*** Opening of ENTRIES SHOWN ***

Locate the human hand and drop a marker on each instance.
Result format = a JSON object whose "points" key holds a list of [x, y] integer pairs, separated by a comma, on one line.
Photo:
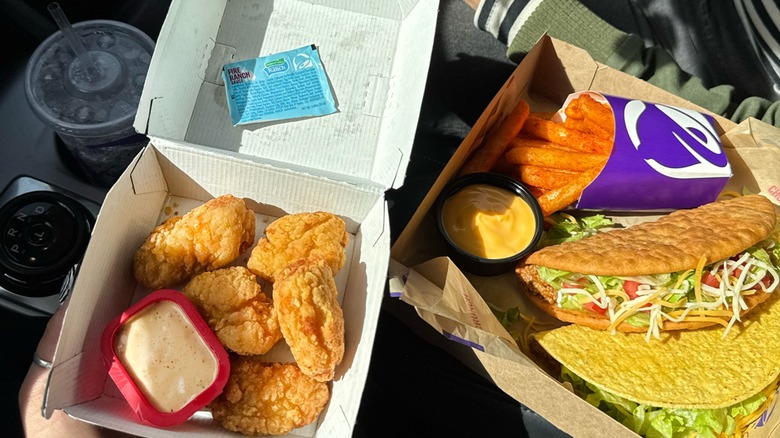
{"points": [[33, 388]]}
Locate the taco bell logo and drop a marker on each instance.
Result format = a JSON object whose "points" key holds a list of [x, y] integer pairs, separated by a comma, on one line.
{"points": [[276, 66], [684, 143]]}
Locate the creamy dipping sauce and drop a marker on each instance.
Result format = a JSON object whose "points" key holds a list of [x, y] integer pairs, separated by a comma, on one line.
{"points": [[166, 356], [488, 221]]}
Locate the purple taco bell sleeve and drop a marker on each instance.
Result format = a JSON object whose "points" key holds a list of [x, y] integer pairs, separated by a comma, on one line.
{"points": [[663, 158]]}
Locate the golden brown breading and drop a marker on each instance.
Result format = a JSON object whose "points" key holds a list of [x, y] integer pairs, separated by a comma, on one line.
{"points": [[296, 236], [234, 306], [208, 237], [268, 399], [310, 317]]}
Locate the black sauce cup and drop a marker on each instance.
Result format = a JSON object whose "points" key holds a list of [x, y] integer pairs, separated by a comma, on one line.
{"points": [[482, 265]]}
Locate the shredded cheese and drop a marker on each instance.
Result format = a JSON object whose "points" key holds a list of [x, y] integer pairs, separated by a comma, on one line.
{"points": [[723, 305], [697, 278], [628, 312]]}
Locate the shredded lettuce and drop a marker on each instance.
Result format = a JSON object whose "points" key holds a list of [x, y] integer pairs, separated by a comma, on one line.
{"points": [[569, 229], [654, 422]]}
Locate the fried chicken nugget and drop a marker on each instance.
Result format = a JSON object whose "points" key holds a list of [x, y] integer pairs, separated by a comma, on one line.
{"points": [[268, 398], [296, 236], [234, 306], [208, 237], [310, 317]]}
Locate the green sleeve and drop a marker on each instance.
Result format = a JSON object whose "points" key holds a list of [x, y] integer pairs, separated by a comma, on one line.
{"points": [[570, 21]]}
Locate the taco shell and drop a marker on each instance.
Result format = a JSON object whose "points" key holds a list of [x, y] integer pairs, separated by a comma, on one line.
{"points": [[673, 243], [697, 369]]}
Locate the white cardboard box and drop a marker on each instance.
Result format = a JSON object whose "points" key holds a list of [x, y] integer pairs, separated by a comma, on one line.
{"points": [[376, 55]]}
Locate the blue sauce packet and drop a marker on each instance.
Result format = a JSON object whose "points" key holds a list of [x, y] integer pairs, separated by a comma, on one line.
{"points": [[284, 85]]}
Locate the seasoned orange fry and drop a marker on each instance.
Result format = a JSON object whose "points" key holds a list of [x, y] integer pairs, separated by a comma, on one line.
{"points": [[586, 107], [558, 133], [543, 177], [496, 141], [554, 158], [588, 126], [522, 140], [558, 199], [546, 115]]}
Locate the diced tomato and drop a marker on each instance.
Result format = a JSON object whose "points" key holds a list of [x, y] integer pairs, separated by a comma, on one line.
{"points": [[593, 307], [631, 287], [710, 280], [767, 280]]}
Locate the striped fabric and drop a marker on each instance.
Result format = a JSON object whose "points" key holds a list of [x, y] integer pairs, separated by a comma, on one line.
{"points": [[504, 18], [761, 19]]}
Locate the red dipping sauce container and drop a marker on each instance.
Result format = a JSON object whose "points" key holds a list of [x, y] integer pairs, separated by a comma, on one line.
{"points": [[164, 358]]}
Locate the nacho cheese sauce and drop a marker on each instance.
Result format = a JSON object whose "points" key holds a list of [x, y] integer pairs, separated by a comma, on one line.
{"points": [[166, 356], [488, 221]]}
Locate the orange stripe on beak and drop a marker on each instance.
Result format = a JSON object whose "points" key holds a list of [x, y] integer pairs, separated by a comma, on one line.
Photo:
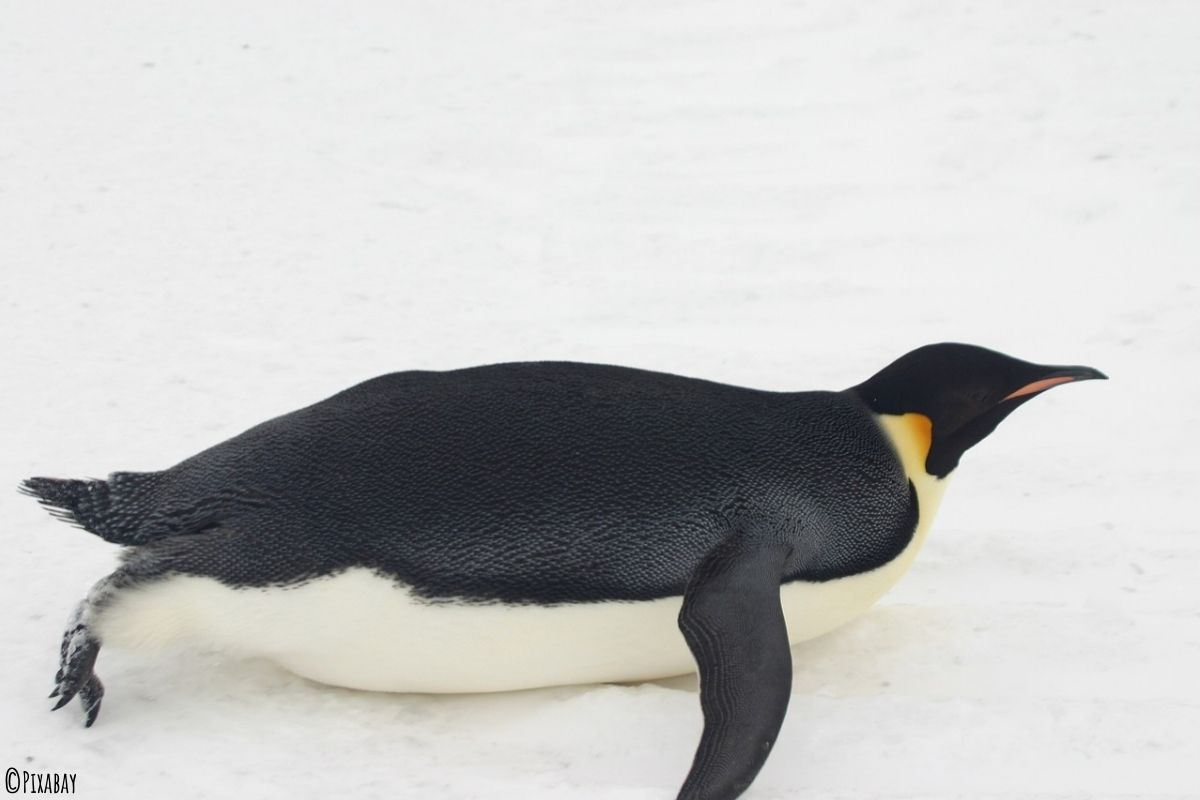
{"points": [[1039, 385]]}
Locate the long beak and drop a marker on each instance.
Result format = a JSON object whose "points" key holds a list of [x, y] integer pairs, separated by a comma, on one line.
{"points": [[1056, 376]]}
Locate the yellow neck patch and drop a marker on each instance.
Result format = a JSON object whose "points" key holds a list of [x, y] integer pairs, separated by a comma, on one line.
{"points": [[912, 434]]}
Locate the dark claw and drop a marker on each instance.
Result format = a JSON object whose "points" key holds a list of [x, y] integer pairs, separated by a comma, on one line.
{"points": [[76, 677], [91, 693]]}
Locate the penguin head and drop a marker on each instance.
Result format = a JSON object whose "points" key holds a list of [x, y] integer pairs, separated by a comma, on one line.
{"points": [[965, 391]]}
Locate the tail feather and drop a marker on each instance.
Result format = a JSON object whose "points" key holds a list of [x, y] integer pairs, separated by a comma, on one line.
{"points": [[115, 510]]}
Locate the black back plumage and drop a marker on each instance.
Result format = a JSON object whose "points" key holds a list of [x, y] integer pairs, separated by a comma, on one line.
{"points": [[521, 482]]}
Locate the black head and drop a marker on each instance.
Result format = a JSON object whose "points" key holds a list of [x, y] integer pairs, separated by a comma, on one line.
{"points": [[964, 390]]}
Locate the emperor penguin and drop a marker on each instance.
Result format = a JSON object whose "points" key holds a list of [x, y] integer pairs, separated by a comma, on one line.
{"points": [[543, 523]]}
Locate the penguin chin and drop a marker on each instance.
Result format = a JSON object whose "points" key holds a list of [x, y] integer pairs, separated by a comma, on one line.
{"points": [[946, 450]]}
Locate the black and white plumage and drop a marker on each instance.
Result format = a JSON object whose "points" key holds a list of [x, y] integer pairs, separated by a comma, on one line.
{"points": [[529, 524]]}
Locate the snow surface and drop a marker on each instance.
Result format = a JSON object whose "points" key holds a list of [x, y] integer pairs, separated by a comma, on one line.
{"points": [[215, 214]]}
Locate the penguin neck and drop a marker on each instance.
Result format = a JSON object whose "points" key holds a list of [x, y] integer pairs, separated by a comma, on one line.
{"points": [[911, 435]]}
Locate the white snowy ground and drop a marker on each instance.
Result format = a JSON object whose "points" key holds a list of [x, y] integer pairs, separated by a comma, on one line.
{"points": [[217, 214]]}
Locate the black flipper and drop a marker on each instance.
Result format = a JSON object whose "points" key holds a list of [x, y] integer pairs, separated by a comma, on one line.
{"points": [[733, 623], [115, 510]]}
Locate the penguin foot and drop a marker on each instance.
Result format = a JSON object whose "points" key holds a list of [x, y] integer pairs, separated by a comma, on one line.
{"points": [[76, 674]]}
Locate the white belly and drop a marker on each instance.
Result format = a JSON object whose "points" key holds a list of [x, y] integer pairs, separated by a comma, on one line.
{"points": [[365, 631]]}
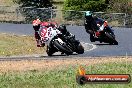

*** Close of ENTRIES SHOWN ***

= YOUR GOAL =
Pictures stay out; the data above is to be returned exactly.

= ANSWER FOR THE TASK =
Locate the human hand and drop a marker on each instance.
Result format = a JSON object whose "points" key holds a list of [x, y] integer pairs, separated by a comma, on one line.
Photo:
{"points": [[33, 388]]}
Locate the taco bell logo and drop a marker on each instance.
Result format = a JSON object whose "points" key holds a list of [x, y] integer pairs, separated by a comma, on one line.
{"points": [[276, 66], [684, 143]]}
Locate the creamy dipping sauce and drop a marker on each instance.
Result format = a JSON object whose "points" key holds a list of [x, y] integer pairs, separated by a comma, on one line.
{"points": [[166, 356], [488, 221]]}
Locate the purple taco bell sleeve and drop a marker on each instance.
Result format = a JSON object whose "points" key holds a list of [x, y] integer pairs, separated by a comma, on one line.
{"points": [[663, 158]]}
Locate the golden brown breading and drop a marker on each instance.
Result format = a JSON object whose "points" key holds a list of [x, y] integer pairs, separated by a comma, on one line.
{"points": [[296, 236], [234, 306], [208, 237], [268, 399], [310, 317]]}
Locate the black sauce cup and drop a marker on each instance.
Result format = a JSON object whose "points" key holds a list of [x, y] integer pairs, separated by a comma, on one line.
{"points": [[482, 265]]}
Locate the shredded cheese and drop a marker on each instance.
Result format = a JSON object whose "points" key holds a list of [x, y] integer pairs, separated by a comma, on one line.
{"points": [[723, 305], [697, 278], [628, 312]]}
Locate the shredded lettuce and drop a marker on each instance.
Result format = a JSON object whose "points" key holds a list of [x, y] integer pairs, separated by a comma, on one line.
{"points": [[569, 229], [654, 422]]}
Locate the fried chicken nugget and drop a marker on each instance.
Result format = a JSON object whose "points" key holds a list of [x, y] integer pairs, separated by a comma, on one line.
{"points": [[268, 398], [296, 236], [234, 306], [208, 237], [310, 317]]}
Locate the green sleeve and drop a marker on each instance.
Result format = a JSON object whose "points" key holds a list of [x, y] integer pairs, separated by a comma, on one line.
{"points": [[570, 21]]}
Locate the taco shell and drop a marker on each instance.
Result format = a JSON object whose "points" key holds a list of [x, y] integer pairs, separated by a comma, on one line.
{"points": [[673, 243], [697, 369]]}
Locate the white cardboard box and drop a marker on each instance.
Result format = a JSON object whose "points" key holds a list of [x, y] integer pairs, separated by a comma, on one line.
{"points": [[376, 55]]}
Locate the blue sauce packet and drop a marker on each instance.
Result format = a JSON object whose "points" key holds a list of [x, y] integer pairs, separated by a comma, on one line.
{"points": [[284, 85]]}
Locate the seasoned orange fry and drop a marker on each instance.
Result format = a JSON object whose "points" key holds a list of [x, y] integer pairs, separated by a comma, on one line.
{"points": [[586, 107], [558, 133], [543, 177], [496, 141], [554, 158], [588, 126], [522, 140], [558, 199], [546, 115]]}
Locate the diced tomato and drop a marker on each instance.
Result format = a JSON object whose "points" key holds a list of [x, y] integer pairs, separated by a comma, on one line.
{"points": [[593, 307], [631, 287], [710, 280], [767, 280]]}
Locate the striped fabric and drop a marker on each instance.
Result format = a JSON object whose "points" key holds a list of [x, y] integer pairs, separated by a comma, on one line.
{"points": [[504, 18], [761, 19]]}
Locate the red dipping sauce container and drop a marker on each instance.
Result format = a JSON object whose "points" key holds a list of [x, y] integer pairs, separated by a comma, on one line.
{"points": [[164, 358]]}
Locate the nacho cheese sauce and drop a marker on each instance.
Result format = a JSON object whose "points" key holds a list of [x, y] integer pairs, separated by a comma, on one line.
{"points": [[166, 356], [488, 221]]}
Locate the orange stripe on beak and drop a marker on each instance.
Result format = a JSON object whose "points" key holds a list of [x, y] integer pairs, separated by a comma, on one line.
Photo:
{"points": [[1039, 385]]}
Locate the long beak and drop a marker on each instance.
Result format = a JSON object whose "points" key holds a list of [x, y] integer pairs, separated by a comma, on one line.
{"points": [[1056, 376]]}
Locate the yellow neck patch and drop a marker on each instance.
Result format = a JSON object whose "points" key holds a list of [x, y] integer pairs, separated by a comma, on one line.
{"points": [[912, 434]]}
Locate the dark claw and drop a marker on each instance.
Result format = a JSON object whose "points" key holds a list of [x, y] integer pairs, separated by a comma, on one line.
{"points": [[76, 677], [91, 693]]}
Locate the penguin head and drop a marker on each instance.
Result format = a JSON object whose "points" key holds a list of [x, y] integer pairs, separated by a comma, on one line.
{"points": [[965, 391]]}
Locate the tail feather and drop a marker on each instance.
Result format = a JSON object whose "points" key holds a list of [x, y] integer pairs, separated by a comma, on one line.
{"points": [[115, 510]]}
Locate the black back plumage and drop a marker on each instance.
Result format = a JSON object whose "points" key holds a list of [x, y] integer pairs, separated by a comma, on one line.
{"points": [[521, 482]]}
Locate the black head and drop a marker on each instance.
Result format = a JSON object whose "points" key holds a list of [x, y] integer pairs, separated by a comma, on one line.
{"points": [[964, 390]]}
Locate the emperor penguin and drop a marker on each instance.
Result format = a JSON object whose "points" key holds a list of [x, y] integer pairs, separated by a comma, on one line.
{"points": [[543, 523]]}
Locate the penguin chin and drop a marker on each instance.
Result format = a JSON object whose "points" key holds a list of [x, y] integer pairs, separated by a comma, on one line.
{"points": [[946, 450]]}
Locate the black and white plumage and drop a marker on each instance.
Result format = a JSON object whose "points" key holds a list of [x, y] integer pairs, separated by a comma, on one line.
{"points": [[529, 524]]}
Locate the snow surface and drop a marker on each instance.
Result format = a JSON object whose "points" key holds a list of [x, y] integer pairs, separated by a comma, on one line.
{"points": [[215, 214]]}
Locate the penguin neck and drop a marker on each instance.
Result format = a JSON object whose "points" key holds a list of [x, y] integer pairs, separated by a comma, on one line.
{"points": [[911, 435]]}
Locate the white snowy ground and drop a marker on each instance.
Result format = a JSON object whose "points" key holds a list of [x, y] integer pairs, separated by a comma, on one line.
{"points": [[217, 214]]}
Locate the black flipper and drop a marker on each instance.
Result format = a JSON object whose "points" key holds a list of [x, y] integer pairs, separated by a comma, on one line.
{"points": [[733, 623], [115, 510]]}
Locate the penguin foot and drop a marker on each instance.
Result format = a JSON object whose "points" key holds a list of [x, y] integer pairs, separated by a comma, on one line.
{"points": [[76, 674]]}
Locate the white belly and drop a marker on each instance.
Result format = a JSON object whose "points" key holds a list of [x, y] integer pairs, separated by a comma, on one line.
{"points": [[365, 631]]}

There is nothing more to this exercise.